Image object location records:
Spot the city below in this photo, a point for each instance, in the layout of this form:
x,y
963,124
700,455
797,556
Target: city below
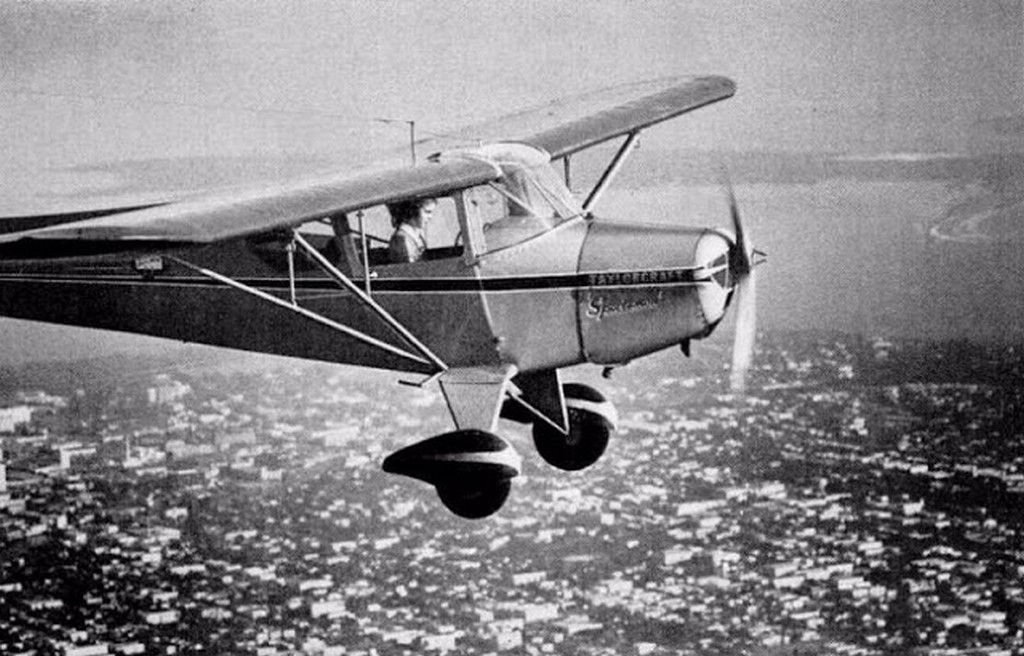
x,y
862,497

Do this: Put each line of the records above into a Markdown table with the columns "Row" and "Line", numbering the rows in order and skipping blank lines. Leave the pictures out of the table.

Solution:
| Row | Line |
|---|---|
| 1 | Spot the city below in this photo, a point for each instance, in the layout of this form: |
| 2 | x,y |
| 3 | 963,124 |
| 4 | 700,455 |
| 5 | 797,556 |
| 6 | Target: city below |
| 7 | x,y |
| 8 | 862,497 |